ACTIONS TO TAKE —
• A. Using the text on malaria, answer these questions:
(i) Up to how many new daughter parasites can the parasite produce inside a red blood cell?
(ii) What is the 'glue' secreted by the parasite called?
(iii) In which journal is the study published?
• B. Copy the text on malaria word for word, everything from "This prevents the" down to "to vital organs.".

TEXT SECTION —
-- Opening Marker --

A vital mechanism that allows red blood cells infected by malaria to stick to the walls of blood vessels and avoid being destroyed by the body's immune system has been identified by Australian researchers.
The discovery highlights an important potential new target for anti-malarial drugs.
Malaria is caused by the malaria parasite, which is injected into the bloodstream from the salivary glands of infected mosquitoes.
There are a number of different species of parasite, but the deadliest is the Plasmodium falciparum parasite.
The malaria parasite infects healthy red blood cells, where it reproduces, producing up to thirty-two new daughter parasites.
The parasite secretes a 'glue', known as PfEMP1, which travels to the surface of the infected red blood cells, leading to the formation of the knobs on the surface of the cells.
The cells become sticky and adhere to the walls of the blood vessels.
This prevents the cells being flushed through the spleen, where the parasites would be destroyed by the body's immune system, but also restricts blood supply to vital organs.
Now, researchers, led by Professor Alan Cowman from the Walter and Eliza Hall Institute of Medical Research in Melbourne, Australia, have identified eight new proteins that transport the P. falciparum parasite's 'glue' to the surface of the infected red blood cells.
They have shown that removing just one of these proteins prevents the infected red blood cells from sticking to the walls of the blood vessels.
"These findings greatly enhance our understanding of how the malaria parasite commandeers the red blood cell for its own survival and avoids our immune defences," Cowman said.
"They also suggest that a drug that targets the 'stickiness' proteins could be an effective treatment for malaria," he added.
The study is published in the journal Cell.

-- Closing Marker --

DATA EXTRACTS —
-- Opening Marker --

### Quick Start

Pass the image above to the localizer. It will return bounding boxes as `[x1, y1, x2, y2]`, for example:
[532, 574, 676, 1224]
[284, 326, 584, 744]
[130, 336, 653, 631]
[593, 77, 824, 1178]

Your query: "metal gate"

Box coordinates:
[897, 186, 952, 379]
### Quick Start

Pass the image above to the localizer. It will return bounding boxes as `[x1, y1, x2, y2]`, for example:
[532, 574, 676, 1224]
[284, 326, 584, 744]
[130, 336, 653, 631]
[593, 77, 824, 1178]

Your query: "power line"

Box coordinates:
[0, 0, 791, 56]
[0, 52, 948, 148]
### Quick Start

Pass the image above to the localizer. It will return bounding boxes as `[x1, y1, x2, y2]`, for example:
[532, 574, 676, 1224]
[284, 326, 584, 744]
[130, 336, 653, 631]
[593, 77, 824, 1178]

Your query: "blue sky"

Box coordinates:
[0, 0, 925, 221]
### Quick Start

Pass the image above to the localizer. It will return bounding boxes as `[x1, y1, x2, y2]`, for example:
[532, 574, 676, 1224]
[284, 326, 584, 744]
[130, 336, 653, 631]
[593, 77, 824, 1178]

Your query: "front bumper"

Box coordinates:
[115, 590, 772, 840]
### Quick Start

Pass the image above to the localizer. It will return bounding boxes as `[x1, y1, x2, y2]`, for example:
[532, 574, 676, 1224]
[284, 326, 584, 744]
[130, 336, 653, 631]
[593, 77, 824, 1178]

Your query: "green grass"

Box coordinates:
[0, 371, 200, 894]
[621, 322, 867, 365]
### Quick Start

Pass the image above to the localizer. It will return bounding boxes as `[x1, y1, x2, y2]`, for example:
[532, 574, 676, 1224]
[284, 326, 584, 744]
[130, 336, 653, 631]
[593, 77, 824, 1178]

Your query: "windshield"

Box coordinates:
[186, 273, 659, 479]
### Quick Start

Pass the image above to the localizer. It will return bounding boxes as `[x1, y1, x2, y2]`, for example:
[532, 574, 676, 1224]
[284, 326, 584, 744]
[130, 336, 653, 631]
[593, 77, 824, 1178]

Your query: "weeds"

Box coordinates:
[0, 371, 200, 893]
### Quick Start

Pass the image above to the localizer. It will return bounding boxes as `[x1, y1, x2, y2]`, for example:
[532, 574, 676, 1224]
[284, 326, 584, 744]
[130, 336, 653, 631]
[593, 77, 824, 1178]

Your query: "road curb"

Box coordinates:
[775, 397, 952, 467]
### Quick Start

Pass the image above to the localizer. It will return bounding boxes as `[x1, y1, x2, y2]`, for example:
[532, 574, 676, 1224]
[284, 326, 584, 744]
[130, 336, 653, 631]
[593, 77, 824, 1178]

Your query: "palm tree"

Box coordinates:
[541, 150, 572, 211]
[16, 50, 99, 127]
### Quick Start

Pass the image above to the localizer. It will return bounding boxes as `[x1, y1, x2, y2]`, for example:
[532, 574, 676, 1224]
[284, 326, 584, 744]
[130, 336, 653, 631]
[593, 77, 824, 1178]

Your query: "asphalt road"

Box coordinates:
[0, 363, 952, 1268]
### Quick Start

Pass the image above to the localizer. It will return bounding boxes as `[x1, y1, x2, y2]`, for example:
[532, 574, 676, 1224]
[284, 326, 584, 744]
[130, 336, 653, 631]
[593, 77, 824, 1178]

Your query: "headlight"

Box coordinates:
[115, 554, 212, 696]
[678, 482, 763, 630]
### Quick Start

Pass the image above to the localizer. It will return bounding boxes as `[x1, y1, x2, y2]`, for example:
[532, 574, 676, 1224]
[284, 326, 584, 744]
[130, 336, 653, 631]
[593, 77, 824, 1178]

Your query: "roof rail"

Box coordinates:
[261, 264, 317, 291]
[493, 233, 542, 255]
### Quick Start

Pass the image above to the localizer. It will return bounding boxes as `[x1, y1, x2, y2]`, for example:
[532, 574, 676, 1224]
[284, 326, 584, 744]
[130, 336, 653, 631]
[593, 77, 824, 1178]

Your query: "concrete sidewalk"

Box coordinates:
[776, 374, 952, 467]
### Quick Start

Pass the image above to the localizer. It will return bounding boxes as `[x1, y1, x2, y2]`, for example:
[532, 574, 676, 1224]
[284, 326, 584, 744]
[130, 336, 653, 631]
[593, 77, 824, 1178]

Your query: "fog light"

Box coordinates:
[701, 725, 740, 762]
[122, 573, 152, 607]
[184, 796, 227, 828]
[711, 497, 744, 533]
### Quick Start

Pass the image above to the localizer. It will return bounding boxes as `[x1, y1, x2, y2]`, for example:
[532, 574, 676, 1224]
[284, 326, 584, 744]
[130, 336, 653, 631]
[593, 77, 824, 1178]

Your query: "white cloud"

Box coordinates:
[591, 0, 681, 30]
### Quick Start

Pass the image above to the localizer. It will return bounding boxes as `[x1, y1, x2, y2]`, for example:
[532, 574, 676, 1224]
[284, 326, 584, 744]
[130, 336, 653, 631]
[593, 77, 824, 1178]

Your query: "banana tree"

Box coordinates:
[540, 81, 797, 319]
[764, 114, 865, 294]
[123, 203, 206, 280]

-- Closing Marker --

REPLIES —
• A.
(i) Up to thirty-two
(ii) PfEMP1
(iii) Cell

• B.
This prevents the cells being flushed through the spleen, where the parasites would be destroyed by the body's immune system, but also restricts blood supply to vital organs.